**PASSAGE PROVIDED**
Ribosomally synthesized peptides experimentally studied in Streptococcus pneumoniae.
Peptides are divided into different families: (1) Double-glycine peptides (green), (2) RRNPP peptides—small hydrophobic peptides (dark blue) & Phr peptides (light blue), and (3) lanthionine-containing peptides (yellow). Gene ID for TIGR4 (sp_) and D39 (spd_).
Fig 2.
Hierarchical activation of multiple double-glycine peptides.
The competence pathway is turned on by activation of ComDE by the double-glycine peptide, CSP. Competence induction by CSP results in transcriptional activation of a number of double-glycine peptides including BIP, CibAB, and BriC, each of which have phenotypic consequences. Activation of the competence pathway also allows for uptake of DNA and generation of genetic diversity. The schematic diagram illustrates ComE-dependent induction of briC along with other early competence genes. Upon being exported through ComAB, intercellular communication via BriC promotes biofilm development. This highlights the interconnectedness of mechanisms that impart genetic and phenotypic diversity. The design architecture that allows for hierarchical activation of different intercellular communication peptides may provide an opportunity for alternative activation of subsets of genes without expending energy to turn on the entire pathway. BIP, bacteriocin-inducing peptide; BriC, biofilm-regulating peptide induced by competence; competence-induced bacteriocin; CSP, competence-stimulating peptide; GG, double-glycine; TCS, two component systems.
Fig 3.
Example of peptide crosstalk, as seen for PhrA and PhrA2.

**ASSIGNMENT 1**
Quote the captions on Streptococcus pneumoniae peptides word for word, starting with "Peptides are divided" and going on through "multiple double-glycine peptides.".
**ASSIGNMENT 2**
Continue the captions on Streptococcus pneumoniae peptides from where they stop.

**SUPPLIED DATA**
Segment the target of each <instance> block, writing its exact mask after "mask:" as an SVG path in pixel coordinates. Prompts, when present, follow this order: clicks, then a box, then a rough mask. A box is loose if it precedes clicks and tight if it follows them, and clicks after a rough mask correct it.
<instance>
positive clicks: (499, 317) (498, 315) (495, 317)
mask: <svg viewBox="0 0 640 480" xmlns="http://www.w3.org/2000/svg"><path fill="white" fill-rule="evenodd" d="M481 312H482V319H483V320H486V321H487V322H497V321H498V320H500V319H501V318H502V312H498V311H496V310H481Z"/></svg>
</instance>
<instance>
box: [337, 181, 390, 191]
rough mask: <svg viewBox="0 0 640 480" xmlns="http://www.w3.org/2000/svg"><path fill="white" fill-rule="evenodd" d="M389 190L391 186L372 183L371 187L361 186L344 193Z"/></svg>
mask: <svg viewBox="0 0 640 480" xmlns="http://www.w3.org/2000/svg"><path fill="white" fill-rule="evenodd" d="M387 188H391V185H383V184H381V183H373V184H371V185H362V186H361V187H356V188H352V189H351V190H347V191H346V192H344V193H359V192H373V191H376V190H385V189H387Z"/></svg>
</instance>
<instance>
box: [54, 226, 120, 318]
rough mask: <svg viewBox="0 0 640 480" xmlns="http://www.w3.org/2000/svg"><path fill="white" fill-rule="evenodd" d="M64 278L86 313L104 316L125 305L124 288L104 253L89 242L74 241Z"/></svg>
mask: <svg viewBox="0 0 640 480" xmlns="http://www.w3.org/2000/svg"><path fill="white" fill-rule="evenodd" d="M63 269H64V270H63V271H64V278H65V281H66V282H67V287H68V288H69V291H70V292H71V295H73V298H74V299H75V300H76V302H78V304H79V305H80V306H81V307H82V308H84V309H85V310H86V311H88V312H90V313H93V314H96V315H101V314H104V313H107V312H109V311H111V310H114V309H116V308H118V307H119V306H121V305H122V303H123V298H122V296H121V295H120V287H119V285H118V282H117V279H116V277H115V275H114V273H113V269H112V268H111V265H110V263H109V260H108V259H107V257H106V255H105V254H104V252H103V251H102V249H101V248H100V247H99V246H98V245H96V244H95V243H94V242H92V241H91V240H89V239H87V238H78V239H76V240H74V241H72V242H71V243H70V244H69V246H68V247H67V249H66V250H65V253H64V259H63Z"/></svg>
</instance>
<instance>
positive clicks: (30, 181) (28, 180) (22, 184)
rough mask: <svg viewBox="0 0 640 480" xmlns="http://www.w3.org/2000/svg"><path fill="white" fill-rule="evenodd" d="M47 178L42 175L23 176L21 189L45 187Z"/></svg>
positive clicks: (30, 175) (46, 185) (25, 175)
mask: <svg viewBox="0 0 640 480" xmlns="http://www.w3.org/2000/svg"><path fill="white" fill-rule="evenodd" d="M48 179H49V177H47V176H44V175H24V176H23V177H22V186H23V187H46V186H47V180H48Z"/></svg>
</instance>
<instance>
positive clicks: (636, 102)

**ANSWER SECTION 1**
Peptides are divided into different families: (1) Double-glycine peptides (green), (2) RRNPP peptides—small hydrophobic peptides (dark blue) & Phr peptides (light blue), and (3) lanthionine-containing peptides (yellow). Gene ID for TIGR4 (sp_) and D39 (spd_).
Fig 2.
Hierarchical activation of multiple double-glycine peptides.

**ANSWER SECTION 2**
The blue cell on the left side of the diagram encodes both TprA/PhrA and TprA2/PhrA2. The yellow cell on the right side of the diagram encodes only for TprA/PhrA. The gene encoding PhrA is induced in galactose and repressed in glucose; its promoter encodes a site for CcpA catabolite repression. In contrast, phrA2 is not repressed by glucose. Thus, when PMEN1 is grown in glucose, PhrA2 is produced. Moreover, PhrA2 can bind TprA, partially overcoming repression of the TprA/PhrA system. In accordance, PhrA is also produced in PMEN1 cells grown in glucose. Because PhrA2 is secreted and imported by the ubiquitous oligopeptide permease system, AmiACDEF, PhrA2 can bind TprA in neighboring cells, independent of strain identity. In vitro, PhrA2 secreted by PMEN1 cells activates gene expression of tprA in both PMEN1 and non-PMEN1 cells. This figure illustrates cells in rich media, where signaling of non-PMEN1 cells is reduced. In the top panel (condition A), in the absence of input from the neighboring PMEN1 strain, TprA is bound to DNA, inhibiting gene expression. In the lower panel (condition B), in the presence of peptides from the neighboring PMEN1 strain, TprA/PhrA system is induced by exogenous peptides, ultimately inducing production of endogenous PhrA. PMEN1, pneumococcal molecular epidemiology network clone 1.